DATASET CONTENT ->
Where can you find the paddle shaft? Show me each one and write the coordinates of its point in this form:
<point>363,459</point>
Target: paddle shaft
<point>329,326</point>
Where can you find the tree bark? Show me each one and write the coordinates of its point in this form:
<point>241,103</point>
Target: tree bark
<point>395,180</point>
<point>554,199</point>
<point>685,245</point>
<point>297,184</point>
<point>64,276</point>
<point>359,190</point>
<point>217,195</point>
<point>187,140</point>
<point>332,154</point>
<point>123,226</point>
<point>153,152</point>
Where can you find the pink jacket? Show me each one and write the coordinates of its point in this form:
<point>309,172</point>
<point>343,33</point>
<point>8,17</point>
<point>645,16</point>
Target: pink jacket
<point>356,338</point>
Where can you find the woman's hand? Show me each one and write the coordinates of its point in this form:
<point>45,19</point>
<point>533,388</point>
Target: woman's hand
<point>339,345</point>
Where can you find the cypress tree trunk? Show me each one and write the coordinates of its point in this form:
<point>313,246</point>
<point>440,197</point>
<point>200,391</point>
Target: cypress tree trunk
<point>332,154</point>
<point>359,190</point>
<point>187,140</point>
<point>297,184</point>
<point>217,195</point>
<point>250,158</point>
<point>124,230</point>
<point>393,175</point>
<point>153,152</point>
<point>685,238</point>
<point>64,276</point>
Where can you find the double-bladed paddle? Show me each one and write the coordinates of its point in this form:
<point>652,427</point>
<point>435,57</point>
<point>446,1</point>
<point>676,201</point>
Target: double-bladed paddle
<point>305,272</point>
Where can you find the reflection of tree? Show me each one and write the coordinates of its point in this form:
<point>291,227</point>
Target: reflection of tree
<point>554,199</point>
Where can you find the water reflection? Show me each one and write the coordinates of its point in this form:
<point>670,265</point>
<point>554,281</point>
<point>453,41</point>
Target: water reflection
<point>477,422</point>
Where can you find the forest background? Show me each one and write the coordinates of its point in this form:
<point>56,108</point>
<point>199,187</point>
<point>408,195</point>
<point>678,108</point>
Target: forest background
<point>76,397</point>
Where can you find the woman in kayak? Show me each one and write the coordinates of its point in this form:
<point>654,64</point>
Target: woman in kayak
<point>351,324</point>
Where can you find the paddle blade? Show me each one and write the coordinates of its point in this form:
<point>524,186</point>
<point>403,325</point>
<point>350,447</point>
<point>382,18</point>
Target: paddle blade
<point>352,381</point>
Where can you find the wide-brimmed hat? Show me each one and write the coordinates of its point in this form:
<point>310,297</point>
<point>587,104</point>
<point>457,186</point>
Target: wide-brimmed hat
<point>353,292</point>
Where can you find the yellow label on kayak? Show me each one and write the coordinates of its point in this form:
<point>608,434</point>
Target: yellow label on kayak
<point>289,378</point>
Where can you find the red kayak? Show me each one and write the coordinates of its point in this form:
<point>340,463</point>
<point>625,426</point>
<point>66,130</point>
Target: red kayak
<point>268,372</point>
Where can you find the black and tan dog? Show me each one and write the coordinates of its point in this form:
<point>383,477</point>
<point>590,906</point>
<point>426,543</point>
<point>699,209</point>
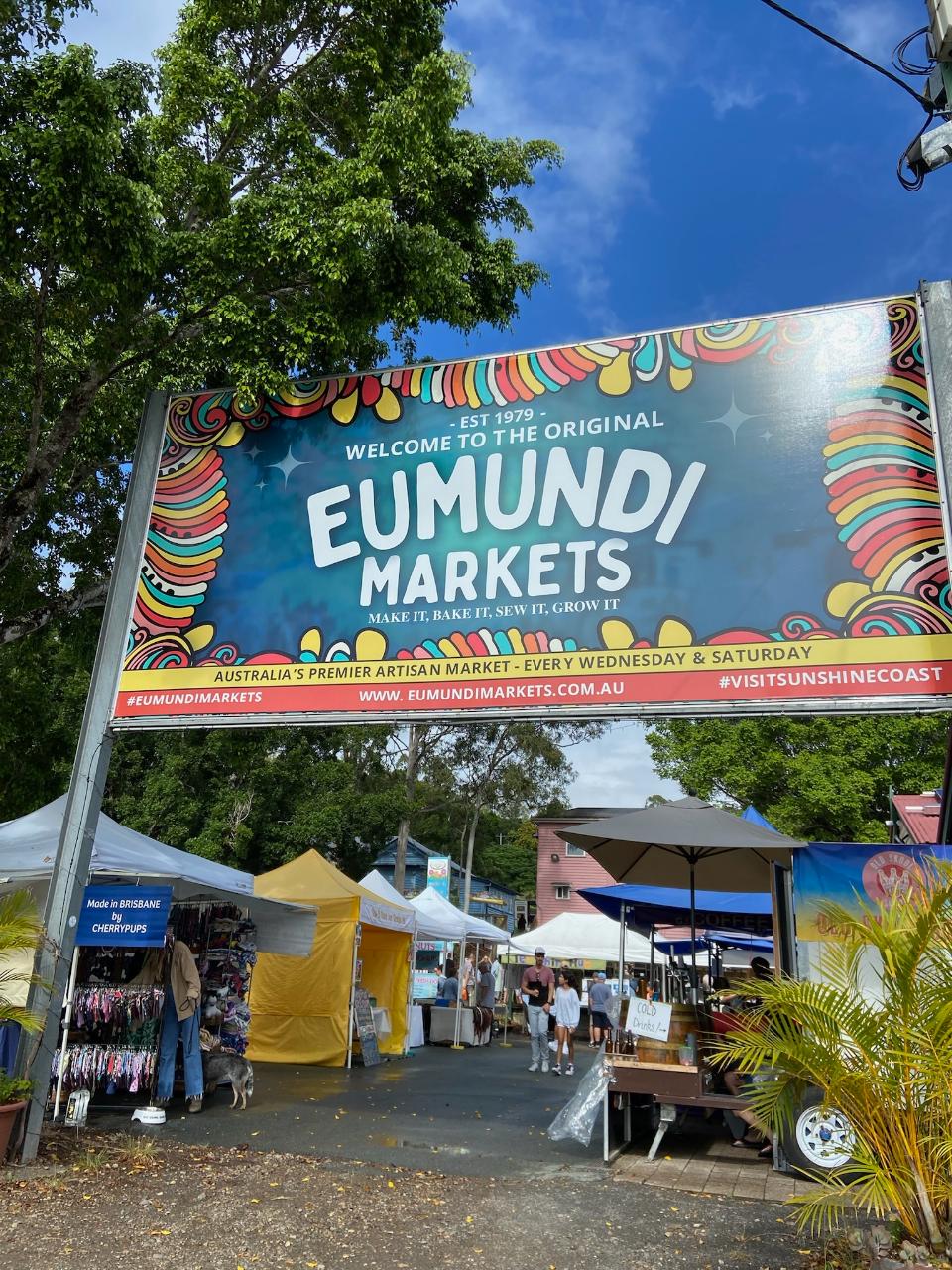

EXERCISE OBJECTIVE -> Quote exactly, and nothing besides, the lines from the one with "<point>590,906</point>" through the end of the records above; include both ends and omit the pictures.

WRITTEN REPLY ->
<point>590,906</point>
<point>426,543</point>
<point>699,209</point>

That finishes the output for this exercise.